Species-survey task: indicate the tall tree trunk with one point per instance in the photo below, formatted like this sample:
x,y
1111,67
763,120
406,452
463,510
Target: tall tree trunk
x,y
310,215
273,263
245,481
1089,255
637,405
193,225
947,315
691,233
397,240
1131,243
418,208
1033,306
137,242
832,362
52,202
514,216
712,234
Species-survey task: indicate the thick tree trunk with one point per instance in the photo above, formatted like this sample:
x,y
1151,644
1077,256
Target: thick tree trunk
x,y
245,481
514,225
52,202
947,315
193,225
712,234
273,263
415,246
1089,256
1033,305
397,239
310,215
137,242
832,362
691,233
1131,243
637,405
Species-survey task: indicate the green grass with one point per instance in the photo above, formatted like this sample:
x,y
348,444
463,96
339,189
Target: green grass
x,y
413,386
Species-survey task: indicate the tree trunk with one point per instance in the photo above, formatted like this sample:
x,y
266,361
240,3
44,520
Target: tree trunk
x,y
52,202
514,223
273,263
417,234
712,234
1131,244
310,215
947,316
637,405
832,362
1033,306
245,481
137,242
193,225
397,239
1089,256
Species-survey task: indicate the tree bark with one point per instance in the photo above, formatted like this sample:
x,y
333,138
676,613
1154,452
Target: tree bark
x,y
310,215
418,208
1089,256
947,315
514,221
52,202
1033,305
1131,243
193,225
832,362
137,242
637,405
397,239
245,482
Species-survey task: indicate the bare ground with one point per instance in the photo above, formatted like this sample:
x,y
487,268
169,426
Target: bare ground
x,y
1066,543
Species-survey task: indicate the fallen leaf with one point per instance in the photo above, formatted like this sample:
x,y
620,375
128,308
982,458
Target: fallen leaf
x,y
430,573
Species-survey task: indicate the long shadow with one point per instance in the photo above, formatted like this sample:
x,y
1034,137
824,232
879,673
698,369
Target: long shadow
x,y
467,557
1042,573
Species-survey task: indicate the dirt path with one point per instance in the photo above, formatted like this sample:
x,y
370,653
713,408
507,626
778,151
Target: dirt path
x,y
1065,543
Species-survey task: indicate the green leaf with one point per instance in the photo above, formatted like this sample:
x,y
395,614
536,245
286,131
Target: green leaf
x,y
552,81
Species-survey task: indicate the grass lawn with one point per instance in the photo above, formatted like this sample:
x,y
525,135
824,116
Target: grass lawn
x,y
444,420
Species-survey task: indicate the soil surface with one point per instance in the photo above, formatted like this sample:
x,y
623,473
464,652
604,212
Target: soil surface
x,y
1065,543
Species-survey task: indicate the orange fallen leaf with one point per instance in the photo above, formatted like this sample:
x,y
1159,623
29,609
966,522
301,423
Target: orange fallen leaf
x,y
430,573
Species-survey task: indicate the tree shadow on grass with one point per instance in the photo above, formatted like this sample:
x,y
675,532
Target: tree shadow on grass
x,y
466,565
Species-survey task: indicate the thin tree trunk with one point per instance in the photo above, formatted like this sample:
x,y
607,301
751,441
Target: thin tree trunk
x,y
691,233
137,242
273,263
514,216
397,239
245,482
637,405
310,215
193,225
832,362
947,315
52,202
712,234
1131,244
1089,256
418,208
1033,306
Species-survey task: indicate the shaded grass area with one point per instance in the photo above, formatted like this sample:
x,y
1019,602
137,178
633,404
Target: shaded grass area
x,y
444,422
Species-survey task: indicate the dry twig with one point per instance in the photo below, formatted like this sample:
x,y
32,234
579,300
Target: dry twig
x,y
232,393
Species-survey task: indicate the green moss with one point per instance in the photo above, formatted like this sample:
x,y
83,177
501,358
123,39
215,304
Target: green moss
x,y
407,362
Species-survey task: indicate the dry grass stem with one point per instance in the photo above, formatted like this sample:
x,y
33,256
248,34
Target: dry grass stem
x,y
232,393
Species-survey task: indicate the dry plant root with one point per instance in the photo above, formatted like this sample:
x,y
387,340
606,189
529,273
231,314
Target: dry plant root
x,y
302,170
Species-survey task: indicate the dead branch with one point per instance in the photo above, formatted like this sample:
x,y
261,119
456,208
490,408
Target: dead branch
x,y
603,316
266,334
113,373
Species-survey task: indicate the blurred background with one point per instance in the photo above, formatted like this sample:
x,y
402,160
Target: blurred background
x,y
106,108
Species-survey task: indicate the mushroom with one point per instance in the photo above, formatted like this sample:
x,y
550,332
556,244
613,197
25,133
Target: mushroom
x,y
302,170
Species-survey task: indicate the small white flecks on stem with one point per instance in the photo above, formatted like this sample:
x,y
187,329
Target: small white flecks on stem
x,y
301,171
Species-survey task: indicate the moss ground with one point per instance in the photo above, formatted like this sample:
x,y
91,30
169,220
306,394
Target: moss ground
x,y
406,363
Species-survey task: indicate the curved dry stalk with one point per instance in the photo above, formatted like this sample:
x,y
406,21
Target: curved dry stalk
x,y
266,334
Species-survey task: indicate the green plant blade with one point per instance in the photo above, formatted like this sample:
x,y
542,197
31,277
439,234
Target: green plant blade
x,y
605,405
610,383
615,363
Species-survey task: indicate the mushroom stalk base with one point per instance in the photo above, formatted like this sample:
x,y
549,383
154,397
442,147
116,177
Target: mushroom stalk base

• Description of the task: Render all the lines above as a Markdown table with two columns, Row for the row number and Text for the line, leaving out any blank lines.

• Response for this exercise:
| Row | Text |
|---|---|
| 1 | Species-survey task: indicate the tall tree trunk with one point per instance in the photo below, formatted like this sample: |
| 2 | x,y |
| 3 | 1111,67 |
| 4 | 763,120 |
| 5 | 406,452 |
| 6 | 463,510 |
| 7 | Target: tall tree trunk |
| 8 | x,y |
| 9 | 310,215 |
| 10 | 273,263 |
| 11 | 245,481 |
| 12 | 1089,255 |
| 13 | 637,405 |
| 14 | 193,225 |
| 15 | 947,315 |
| 16 | 691,233 |
| 17 | 397,240 |
| 18 | 1131,243 |
| 19 | 418,208 |
| 20 | 1033,306 |
| 21 | 137,242 |
| 22 | 832,362 |
| 23 | 52,202 |
| 24 | 514,216 |
| 25 | 712,234 |
| 26 | Species-survey task: indicate the thick tree trunk with one point per instance in the photo above, formatted like this sample: |
| 27 | x,y |
| 28 | 1151,644 |
| 29 | 1077,256 |
| 30 | Target: thick tree trunk |
| 31 | x,y |
| 32 | 245,481 |
| 33 | 514,225 |
| 34 | 52,202 |
| 35 | 947,315 |
| 36 | 193,225 |
| 37 | 712,234 |
| 38 | 273,263 |
| 39 | 415,246 |
| 40 | 1089,256 |
| 41 | 1033,305 |
| 42 | 397,239 |
| 43 | 310,215 |
| 44 | 137,242 |
| 45 | 832,362 |
| 46 | 691,233 |
| 47 | 1131,243 |
| 48 | 637,405 |
| 49 | Species-survey task: indicate the green grass with one point per instance in the photo above, formatted like this sample: |
| 50 | x,y |
| 51 | 348,444 |
| 52 | 463,96 |
| 53 | 339,189 |
| 54 | Target: green grass |
| 55 | x,y |
| 56 | 413,386 |
| 57 | Species-survey task: indicate the tree trunk with one point per instance in the photo above, formatted like this sample: |
| 58 | x,y |
| 59 | 266,361 |
| 60 | 240,3 |
| 61 | 44,520 |
| 62 | Target: tree trunk |
| 63 | x,y |
| 64 | 52,202 |
| 65 | 514,223 |
| 66 | 273,263 |
| 67 | 417,234 |
| 68 | 712,234 |
| 69 | 1131,244 |
| 70 | 310,215 |
| 71 | 947,316 |
| 72 | 637,405 |
| 73 | 832,362 |
| 74 | 1033,306 |
| 75 | 245,481 |
| 76 | 137,242 |
| 77 | 193,225 |
| 78 | 397,239 |
| 79 | 1089,256 |
| 80 | Species-survey task: indicate the tree bark with one point per instance in the photo above, formatted like this sample: |
| 81 | x,y |
| 82 | 333,138 |
| 83 | 676,613 |
| 84 | 1154,452 |
| 85 | Target: tree bark |
| 86 | x,y |
| 87 | 310,215 |
| 88 | 418,208 |
| 89 | 1089,256 |
| 90 | 947,315 |
| 91 | 514,221 |
| 92 | 52,202 |
| 93 | 1033,305 |
| 94 | 1131,243 |
| 95 | 193,225 |
| 96 | 832,362 |
| 97 | 137,242 |
| 98 | 637,405 |
| 99 | 397,239 |
| 100 | 245,482 |
| 101 | Species-survey task: indicate the bare ground with one point per instance in the photo above, formatted like this sample: |
| 102 | x,y |
| 103 | 487,268 |
| 104 | 169,426 |
| 105 | Target: bare ground |
| 106 | x,y |
| 107 | 1066,543 |
| 108 | Species-survey task: indicate the fallen leaf with one point per instance in the photo above, formatted like this sample: |
| 109 | x,y |
| 110 | 620,375 |
| 111 | 128,308 |
| 112 | 982,458 |
| 113 | Target: fallen leaf |
| 114 | x,y |
| 115 | 430,573 |
| 116 | Species-survey task: indicate the long shadow with one point per instance in the photo above, formatted like this sample: |
| 117 | x,y |
| 118 | 1034,137 |
| 119 | 824,232 |
| 120 | 879,673 |
| 121 | 698,369 |
| 122 | Target: long shadow |
| 123 | x,y |
| 124 | 467,557 |
| 125 | 1042,573 |
| 126 | Species-survey task: indicate the dirt path with one point per instance in the photo above, formatted like this sample: |
| 127 | x,y |
| 128 | 370,653 |
| 129 | 713,408 |
| 130 | 507,626 |
| 131 | 778,151 |
| 132 | Target: dirt path |
| 133 | x,y |
| 134 | 1065,543 |
| 135 | Species-survey task: indicate the green leaf with one point per instance in the photo above, formatted like this sample: |
| 136 | x,y |
| 137 | 395,614 |
| 138 | 536,245 |
| 139 | 286,131 |
| 140 | Target: green leaf |
| 141 | x,y |
| 142 | 552,81 |
| 143 | Species-survey task: indicate the grass lawn with one point per instance in the photo above, formatted like this sample: |
| 144 | x,y |
| 145 | 525,135 |
| 146 | 824,116 |
| 147 | Target: grass lawn |
| 148 | x,y |
| 149 | 444,420 |
| 150 | Species-survey task: indicate the soil surface with one point per instance in the photo above, formatted like this sample: |
| 151 | x,y |
| 152 | 623,473 |
| 153 | 464,652 |
| 154 | 604,212 |
| 155 | Target: soil surface |
| 156 | x,y |
| 157 | 1065,543 |
| 158 | Species-survey task: indicate the orange fallen leaf with one point per instance in the photo above, formatted like this sample: |
| 159 | x,y |
| 160 | 1159,623 |
| 161 | 29,609 |
| 162 | 966,522 |
| 163 | 301,423 |
| 164 | Target: orange fallen leaf |
| 165 | x,y |
| 166 | 430,573 |
| 167 | Species-survey task: indicate the tree shadow on grass with one point per instance in the photo above, formatted like this sample: |
| 168 | x,y |
| 169 | 675,532 |
| 170 | Target: tree shadow on grass |
| 171 | x,y |
| 172 | 466,565 |
| 173 | Species-survey task: indicate the thin tree trunk with one point per instance in the photo above, formatted like this sample: |
| 174 | x,y |
| 175 | 607,301 |
| 176 | 751,441 |
| 177 | Target: thin tree trunk |
| 178 | x,y |
| 179 | 691,233 |
| 180 | 137,242 |
| 181 | 273,263 |
| 182 | 514,216 |
| 183 | 397,239 |
| 184 | 245,482 |
| 185 | 637,405 |
| 186 | 310,215 |
| 187 | 193,225 |
| 188 | 832,362 |
| 189 | 947,315 |
| 190 | 52,202 |
| 191 | 712,234 |
| 192 | 1131,244 |
| 193 | 1089,256 |
| 194 | 418,208 |
| 195 | 1033,306 |
| 196 | Species-survey task: indicate the shaded grass area with one point per instance in the photo above, formatted like this sample: |
| 197 | x,y |
| 198 | 1019,602 |
| 199 | 137,178 |
| 200 | 633,404 |
| 201 | Target: shaded grass area |
| 202 | x,y |
| 203 | 444,422 |
| 204 | Species-survey task: indicate the dry twig with one point per instance in the photo below, formatted like this sample: |
| 205 | x,y |
| 206 | 32,234 |
| 207 | 579,300 |
| 208 | Target: dry twig |
| 209 | x,y |
| 210 | 232,393 |
| 211 | Species-survey task: indicate the green moss with one point per instance in the photo above, formatted like this sample: |
| 212 | x,y |
| 213 | 83,177 |
| 214 | 501,358 |
| 215 | 123,39 |
| 216 | 215,304 |
| 217 | Target: green moss |
| 218 | x,y |
| 219 | 407,362 |
| 220 | Species-survey task: indicate the dry grass stem with one point per instance in the photo above, formatted like this sample: |
| 221 | x,y |
| 222 | 33,256 |
| 223 | 248,34 |
| 224 | Target: dry grass stem |
| 225 | x,y |
| 226 | 232,393 |
| 227 | Species-survey task: indicate the dry plant root with one point per instance in the photo above, formatted like this sample: |
| 228 | x,y |
| 229 | 387,340 |
| 230 | 606,189 |
| 231 | 529,273 |
| 232 | 231,314 |
| 233 | Target: dry plant root |
| 234 | x,y |
| 235 | 302,170 |
| 236 | Species-survey task: indicate the dead branch with one point per instance in the photo above, formatted like this sample: |
| 237 | x,y |
| 238 | 261,119 |
| 239 | 456,208 |
| 240 | 490,408 |
| 241 | Target: dead branch |
| 242 | x,y |
| 243 | 603,316 |
| 244 | 266,334 |
| 245 | 113,373 |
| 246 | Species-survey task: indicate the blurred background with one point per instance in the photo above, formatted like this sample: |
| 247 | x,y |
| 248 | 402,160 |
| 249 | Target: blurred background |
| 250 | x,y |
| 251 | 106,108 |
| 252 | Species-survey task: indicate the mushroom with one point per instance in the photo above, formatted like this sample: |
| 253 | x,y |
| 254 | 550,332 |
| 255 | 556,244 |
| 256 | 613,197 |
| 257 | 25,133 |
| 258 | Target: mushroom |
| 259 | x,y |
| 260 | 302,170 |
| 261 | Species-survey task: indicate the small white flecks on stem with one point per instance in the photo above, formatted like this sample: |
| 262 | x,y |
| 263 | 187,329 |
| 264 | Target: small white flecks on stem |
| 265 | x,y |
| 266 | 301,171 |
| 267 | Species-survey task: indicate the moss ground with one point per instance in the photo above, formatted like this sample: |
| 268 | x,y |
| 269 | 91,30 |
| 270 | 169,220 |
| 271 | 306,394 |
| 272 | Target: moss ground |
| 273 | x,y |
| 274 | 406,363 |
| 275 | Species-survey task: indicate the curved dry stalk with one point per instance in the photo above, formatted like this sample: |
| 276 | x,y |
| 277 | 406,21 |
| 278 | Target: curved dry stalk |
| 279 | x,y |
| 280 | 266,334 |
| 281 | Species-survey task: indicate the green plant blade with one point per instance in the photo above, formatted like this sample: |
| 282 | x,y |
| 283 | 542,197 |
| 284 | 31,277 |
| 285 | 439,234 |
| 286 | Target: green plant blade |
| 287 | x,y |
| 288 | 605,405 |
| 289 | 610,383 |
| 290 | 615,363 |
| 291 | Species-survey task: indicate the mushroom stalk base with one point per instance in the photo above, formatted like this sample: |
| 292 | x,y |
| 293 | 549,383 |
| 294 | 154,397 |
| 295 | 442,147 |
| 296 | 116,177 |
| 297 | Target: mushroom stalk base |